Records for processing
####################

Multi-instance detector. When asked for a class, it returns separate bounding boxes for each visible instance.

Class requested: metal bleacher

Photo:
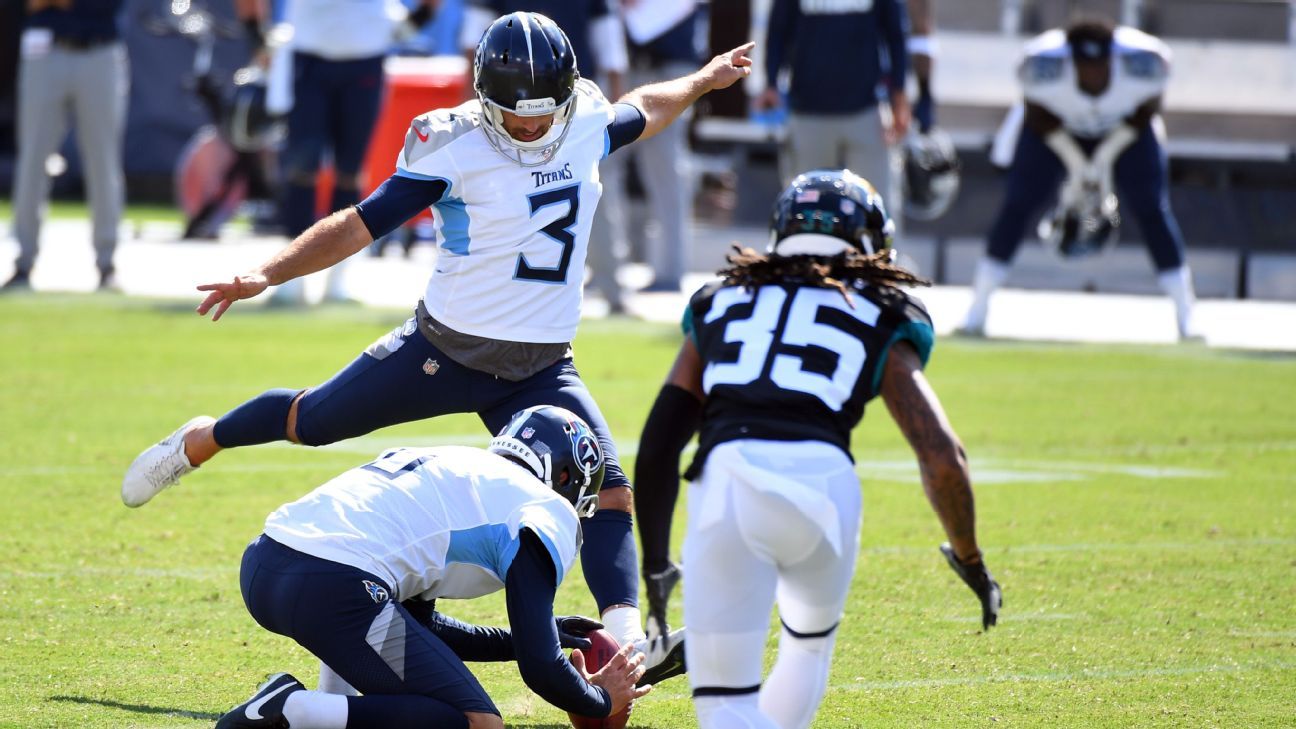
[692,0,1296,300]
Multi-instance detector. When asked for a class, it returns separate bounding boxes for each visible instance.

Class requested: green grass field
[1,294,1293,728]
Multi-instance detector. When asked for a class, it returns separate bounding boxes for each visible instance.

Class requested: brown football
[567,629,632,729]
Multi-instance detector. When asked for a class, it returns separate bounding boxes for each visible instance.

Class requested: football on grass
[567,628,632,729]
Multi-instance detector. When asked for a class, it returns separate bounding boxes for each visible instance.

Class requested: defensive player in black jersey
[634,170,1001,729]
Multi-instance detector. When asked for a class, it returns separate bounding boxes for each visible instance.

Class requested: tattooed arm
[880,341,982,563]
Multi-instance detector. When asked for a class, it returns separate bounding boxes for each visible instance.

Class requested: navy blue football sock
[581,508,639,613]
[212,388,302,448]
[344,694,470,729]
[282,183,317,238]
[331,186,360,217]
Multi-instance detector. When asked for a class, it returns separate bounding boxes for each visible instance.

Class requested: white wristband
[907,35,938,58]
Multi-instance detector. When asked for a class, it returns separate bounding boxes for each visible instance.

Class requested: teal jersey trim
[524,525,568,585]
[680,305,698,348]
[447,523,513,579]
[435,196,471,255]
[871,320,936,394]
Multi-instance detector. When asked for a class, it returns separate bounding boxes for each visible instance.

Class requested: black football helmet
[222,65,283,153]
[1038,186,1121,260]
[903,128,961,221]
[769,169,895,257]
[473,12,579,166]
[488,405,605,518]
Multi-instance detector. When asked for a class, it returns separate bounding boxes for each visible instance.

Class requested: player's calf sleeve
[212,388,303,448]
[339,694,471,729]
[318,662,358,696]
[635,384,702,575]
[282,690,348,729]
[758,625,838,729]
[581,508,640,617]
[694,693,780,729]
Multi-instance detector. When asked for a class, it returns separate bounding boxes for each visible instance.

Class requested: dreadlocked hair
[718,245,930,305]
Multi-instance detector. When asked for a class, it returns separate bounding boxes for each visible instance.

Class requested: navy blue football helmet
[473,12,579,166]
[769,169,895,257]
[489,405,605,517]
[903,128,961,221]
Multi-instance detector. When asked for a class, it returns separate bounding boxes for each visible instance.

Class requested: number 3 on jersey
[703,287,881,411]
[516,184,580,283]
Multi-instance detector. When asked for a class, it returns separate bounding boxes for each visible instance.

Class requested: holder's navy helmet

####################

How to complete this task
Pictures excluded, quote all the data above exactly.

Reply
Multi-instance detector. When asked for a class, it returns separate bounding boxes for each visible instance.

Class requested: metal bleacher

Photo:
[692,0,1296,300]
Multi-instance detector. When asked for a class, it returns separate bounding boxes for each visible instance.

Class requested: green grass field
[1,294,1293,728]
Multi-instance detector. When asked for a class, it returns separate bounding boxes for each visible instance.

Class requested: brown football
[567,629,632,729]
Multi-instance detector. When asked for a class, it returns separate bounding boxes for each visible instance.

Class requested: football on grass
[567,628,632,729]
Multi-instance detector. When asked for a class, it returns separate bounding boxes for each visible instance.

Class requested: defensive player in black jersey
[634,170,1001,729]
Multi-instance detector. When asked for a class, it returns separate bounding boxes for each visible instance.

Class requested: tattooed arm
[880,341,982,563]
Multi-instance detector. When asked for a class, it returns separate bounding boxes for each visible instance.

Class requested: navy blue football sock
[581,508,639,613]
[212,388,302,448]
[344,694,470,729]
[282,183,317,238]
[331,186,360,217]
Multi-instance detector. When asked for a class, it returns separate bounding boxes for each visible instance.

Class requested: white wristband
[907,35,938,58]
Multi-instance detector. When asked for a class, it returns separate bounding boxes for each visible instance.

Class requested: teal jersey trim
[524,525,568,585]
[680,305,698,348]
[447,523,513,579]
[435,196,471,255]
[871,320,936,394]
Multi-instance detector. When asked for a class, it returns separate bounding boxes for each visible instance.

Class requested: black football helmet
[222,65,283,153]
[1038,186,1121,260]
[903,128,961,221]
[769,169,895,257]
[473,12,579,166]
[488,405,605,518]
Multi-instance detector. When asked for a class, it returns separate bounding boxes for each visible instance.

Class requested: player's calf sleeve
[212,388,303,448]
[339,694,471,729]
[318,662,358,696]
[635,384,702,575]
[282,690,348,729]
[758,625,838,729]
[581,508,640,617]
[694,693,780,729]
Multi-instance detector. When asked for a class, it returns separate bounding boxes for each visible instance.

Class requested: dreadlocked hair
[718,245,930,305]
Multi-instance detector. When asked for a class, it returns separate bounding boxes for each visible instance.

Class requested: navy blue football helmet
[473,12,579,166]
[769,169,895,257]
[489,405,605,517]
[903,128,961,221]
Multi-instance detector. When asked for a class, it returns separate bounding boxes for each visible instance.

Class requested: number 3 on jersey
[703,287,881,411]
[516,184,580,283]
Multi-instance detector. When asked for a class, it returns separate bounding boxes for each visible instance.

Class requested: holder's navy helmet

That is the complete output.